%%

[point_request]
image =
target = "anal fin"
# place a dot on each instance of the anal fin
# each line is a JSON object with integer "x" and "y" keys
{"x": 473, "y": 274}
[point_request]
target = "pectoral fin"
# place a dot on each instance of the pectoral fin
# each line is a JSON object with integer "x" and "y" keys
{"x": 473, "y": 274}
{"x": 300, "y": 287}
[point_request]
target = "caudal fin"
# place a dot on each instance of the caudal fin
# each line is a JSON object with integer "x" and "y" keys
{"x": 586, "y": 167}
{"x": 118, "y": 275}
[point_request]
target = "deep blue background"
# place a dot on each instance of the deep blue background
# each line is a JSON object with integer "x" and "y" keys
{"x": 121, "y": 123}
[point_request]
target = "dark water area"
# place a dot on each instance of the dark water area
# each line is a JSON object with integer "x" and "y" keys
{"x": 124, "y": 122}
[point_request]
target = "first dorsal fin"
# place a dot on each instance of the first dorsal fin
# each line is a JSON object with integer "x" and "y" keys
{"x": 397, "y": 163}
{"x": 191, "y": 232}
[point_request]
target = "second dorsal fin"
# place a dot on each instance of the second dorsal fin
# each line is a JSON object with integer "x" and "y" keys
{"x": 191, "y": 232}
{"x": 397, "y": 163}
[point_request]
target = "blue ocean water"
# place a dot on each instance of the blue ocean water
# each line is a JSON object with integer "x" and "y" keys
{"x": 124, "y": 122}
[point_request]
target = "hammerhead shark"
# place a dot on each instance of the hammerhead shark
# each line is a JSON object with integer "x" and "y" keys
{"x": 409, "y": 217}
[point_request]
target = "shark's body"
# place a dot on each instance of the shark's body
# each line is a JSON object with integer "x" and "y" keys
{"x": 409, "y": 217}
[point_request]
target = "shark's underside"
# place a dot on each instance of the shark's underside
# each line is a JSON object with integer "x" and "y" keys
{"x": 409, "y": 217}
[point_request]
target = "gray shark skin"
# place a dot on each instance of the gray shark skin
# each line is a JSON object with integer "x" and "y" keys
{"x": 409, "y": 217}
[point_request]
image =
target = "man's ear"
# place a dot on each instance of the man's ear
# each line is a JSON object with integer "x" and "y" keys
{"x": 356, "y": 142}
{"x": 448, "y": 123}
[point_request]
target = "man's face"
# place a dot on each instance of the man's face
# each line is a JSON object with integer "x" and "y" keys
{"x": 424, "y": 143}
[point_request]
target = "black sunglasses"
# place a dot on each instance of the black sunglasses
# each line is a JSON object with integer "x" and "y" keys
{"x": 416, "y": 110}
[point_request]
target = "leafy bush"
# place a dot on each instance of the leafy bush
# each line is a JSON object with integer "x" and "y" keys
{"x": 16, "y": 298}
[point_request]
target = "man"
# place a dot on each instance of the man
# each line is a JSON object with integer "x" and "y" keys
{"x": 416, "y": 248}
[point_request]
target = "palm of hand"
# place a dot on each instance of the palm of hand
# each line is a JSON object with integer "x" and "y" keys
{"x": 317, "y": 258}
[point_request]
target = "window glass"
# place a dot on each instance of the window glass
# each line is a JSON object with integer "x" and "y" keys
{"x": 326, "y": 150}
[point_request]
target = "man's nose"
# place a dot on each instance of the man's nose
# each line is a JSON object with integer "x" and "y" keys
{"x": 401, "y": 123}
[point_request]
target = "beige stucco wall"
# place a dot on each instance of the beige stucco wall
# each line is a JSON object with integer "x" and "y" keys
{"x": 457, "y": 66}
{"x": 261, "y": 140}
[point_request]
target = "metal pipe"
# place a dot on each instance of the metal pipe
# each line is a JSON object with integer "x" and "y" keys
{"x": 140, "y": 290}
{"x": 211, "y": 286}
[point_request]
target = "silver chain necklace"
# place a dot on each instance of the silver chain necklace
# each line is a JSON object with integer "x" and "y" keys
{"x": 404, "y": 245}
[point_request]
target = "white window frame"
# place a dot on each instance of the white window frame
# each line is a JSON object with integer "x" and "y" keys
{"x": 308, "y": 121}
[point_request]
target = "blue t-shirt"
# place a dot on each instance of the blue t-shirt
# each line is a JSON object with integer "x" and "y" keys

%%

*PROBLEM DESCRIPTION:* Copy the material above, line for line.

*SOLUTION:*
[point_request]
image =
target = "anal fin"
# place a dot on each instance of the anal fin
# each line is a JSON object with integer "x" and "y" keys
{"x": 473, "y": 274}
[point_request]
target = "pectoral fin"
# place a dot on each instance of the pectoral fin
# each line is a JSON object with integer "x" and "y" keys
{"x": 473, "y": 274}
{"x": 300, "y": 287}
[point_request]
target = "caudal fin"
# place a dot on each instance of the caudal fin
# each line is a JSON object with integer "x" and "y" keys
{"x": 586, "y": 167}
{"x": 118, "y": 275}
[point_request]
target = "deep blue background"
# place a dot on each instance of the deep blue background
# each line is a JSON object with integer "x" and "y" keys
{"x": 121, "y": 123}
[point_request]
target = "dark water area"
# place a dot on each instance of the dark water area
# each line is a JSON object with integer "x" and "y" keys
{"x": 124, "y": 122}
[point_request]
target = "first dorsal fin"
# place a dot on each instance of the first dorsal fin
# each line is a JSON object with integer "x" and "y" keys
{"x": 397, "y": 163}
{"x": 191, "y": 232}
[point_request]
target = "second dorsal fin"
# place a dot on each instance of the second dorsal fin
# each line is a JSON object with integer "x" and "y" keys
{"x": 191, "y": 232}
{"x": 397, "y": 163}
[point_request]
target = "blue ocean water"
# place a dot on each instance of the blue ocean water
# each line is a JSON object with integer "x" and "y" keys
{"x": 124, "y": 122}
[point_request]
target = "hammerhead shark"
# place a dot on each instance of the hammerhead shark
# each line is a JSON object with integer "x" and "y" keys
{"x": 409, "y": 217}
[point_request]
target = "shark's body"
# place a dot on each instance of the shark's body
# each line is a JSON object with integer "x" and "y" keys
{"x": 409, "y": 217}
[point_request]
target = "shark's underside"
# place a dot on each instance of the shark's underside
# each line is a JSON object with integer "x" and "y" keys
{"x": 409, "y": 217}
[point_request]
target = "gray shark skin"
# place a dot on each instance of the gray shark skin
# each line is a JSON object with integer "x" and "y" keys
{"x": 409, "y": 217}
[point_request]
image =
target = "man's ear"
# place a dot on each instance of the man's ear
# each line is a JSON object with integer "x" and "y" keys
{"x": 356, "y": 142}
{"x": 448, "y": 123}
[point_request]
target = "man's face"
# place a dot on each instance of the man's face
# each line is a JSON object with integer "x" and "y" keys
{"x": 424, "y": 143}
[point_request]
target = "black sunglasses"
# place a dot on each instance of the black sunglasses
# each line is a JSON object with integer "x" and "y" keys
{"x": 416, "y": 110}
[point_request]
target = "leafy bush"
# place a dot on each instance of the leafy bush
# each line is a JSON object with integer "x" and "y" keys
{"x": 16, "y": 298}
[point_request]
target = "man"
# place a dot on each instance of the man
# each line is a JSON object with integer "x" and "y" keys
{"x": 416, "y": 248}
[point_request]
target = "palm of hand"
# place a dot on each instance of the palm of hand
# each line is a JSON object with integer "x" and "y" keys
{"x": 317, "y": 258}
[point_request]
target = "window glass"
# place a dot on each instance of the window glass
# each line is a JSON object with integer "x" and "y" keys
{"x": 326, "y": 150}
[point_request]
target = "man's nose"
# place a dot on each instance of the man's nose
# each line is a JSON object with integer "x" and "y" keys
{"x": 401, "y": 123}
[point_request]
target = "beige stucco wall"
# place a dot on each instance of the beige stucco wall
# each line is a JSON object with integer "x" and "y" keys
{"x": 457, "y": 66}
{"x": 261, "y": 140}
[point_request]
target = "metal pipe"
# place a dot on each instance of the metal pipe
# each line is a JSON object with integer "x" and "y" keys
{"x": 140, "y": 290}
{"x": 211, "y": 286}
[point_request]
target = "silver chain necklace"
# place a dot on each instance of the silver chain necklace
# each line is a JSON object with integer "x" and "y" keys
{"x": 404, "y": 245}
[point_request]
target = "white window frame"
# place a dot on each instance of the white window frame
# each line is a JSON object with integer "x" and "y" keys
{"x": 308, "y": 121}
[point_request]
target = "blue t-shirt"
# place a dot on each instance of the blue t-shirt
# each line is a JSON object with integer "x" and "y" keys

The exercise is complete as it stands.